(Region labeling items)
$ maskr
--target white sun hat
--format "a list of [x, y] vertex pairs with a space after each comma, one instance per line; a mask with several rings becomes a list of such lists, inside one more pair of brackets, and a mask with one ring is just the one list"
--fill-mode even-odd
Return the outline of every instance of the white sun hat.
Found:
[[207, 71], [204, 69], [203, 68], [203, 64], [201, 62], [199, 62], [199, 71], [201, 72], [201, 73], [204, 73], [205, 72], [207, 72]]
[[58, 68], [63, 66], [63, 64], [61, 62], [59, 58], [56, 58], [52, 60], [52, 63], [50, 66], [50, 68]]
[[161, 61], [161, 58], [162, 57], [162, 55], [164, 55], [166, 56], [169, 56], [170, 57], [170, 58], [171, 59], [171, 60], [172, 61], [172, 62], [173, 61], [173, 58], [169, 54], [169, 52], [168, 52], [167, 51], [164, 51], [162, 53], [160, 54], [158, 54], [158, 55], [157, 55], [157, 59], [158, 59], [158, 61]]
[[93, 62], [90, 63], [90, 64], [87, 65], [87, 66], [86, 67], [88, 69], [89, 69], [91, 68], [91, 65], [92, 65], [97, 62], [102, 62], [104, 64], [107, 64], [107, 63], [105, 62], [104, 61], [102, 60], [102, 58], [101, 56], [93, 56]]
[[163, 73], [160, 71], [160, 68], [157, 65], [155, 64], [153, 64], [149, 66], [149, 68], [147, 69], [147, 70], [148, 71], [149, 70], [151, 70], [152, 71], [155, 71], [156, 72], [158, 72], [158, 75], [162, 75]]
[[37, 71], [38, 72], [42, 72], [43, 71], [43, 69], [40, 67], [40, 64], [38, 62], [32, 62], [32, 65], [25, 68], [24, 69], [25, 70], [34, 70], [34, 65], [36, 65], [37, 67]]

— Exercise brief —
Copy out every line of the material above word for word, leaving nothing out and changing nothing.

— Solution to this problem —
$ maskr
--target white sun hat
--format "a list of [x, y] vertex pairs with a space after each comma, one instance per line; a mask with several rings becomes a list of such lists, inside one more pair of brackets, and a mask with one ring is just the one list"
--fill-mode even-odd
Return the outline of every instance of the white sun hat.
Found:
[[207, 71], [204, 69], [203, 68], [203, 64], [201, 62], [199, 62], [199, 71], [201, 72], [201, 73], [204, 73], [205, 72], [207, 72]]
[[58, 68], [63, 66], [63, 64], [61, 62], [59, 58], [56, 58], [52, 60], [52, 63], [50, 66], [50, 68]]
[[161, 61], [161, 58], [162, 57], [162, 55], [164, 55], [166, 56], [169, 56], [170, 57], [170, 58], [171, 59], [171, 60], [172, 61], [172, 62], [173, 61], [173, 58], [169, 54], [169, 52], [168, 52], [167, 51], [164, 51], [162, 53], [160, 54], [158, 54], [158, 55], [157, 55], [157, 59], [158, 59], [158, 61]]
[[93, 62], [90, 63], [90, 64], [87, 65], [87, 66], [86, 67], [88, 69], [89, 69], [91, 68], [91, 65], [92, 65], [97, 62], [102, 62], [104, 64], [107, 64], [107, 63], [105, 62], [104, 61], [102, 60], [102, 58], [101, 56], [93, 56]]
[[163, 73], [160, 71], [160, 68], [157, 65], [155, 64], [153, 64], [149, 66], [149, 68], [147, 69], [147, 70], [148, 71], [149, 70], [151, 70], [152, 71], [155, 71], [156, 72], [158, 72], [158, 75], [162, 75]]
[[37, 71], [38, 72], [42, 72], [43, 71], [43, 69], [40, 67], [40, 64], [38, 62], [32, 62], [32, 65], [25, 68], [24, 69], [25, 70], [34, 70], [34, 65], [36, 65], [37, 67]]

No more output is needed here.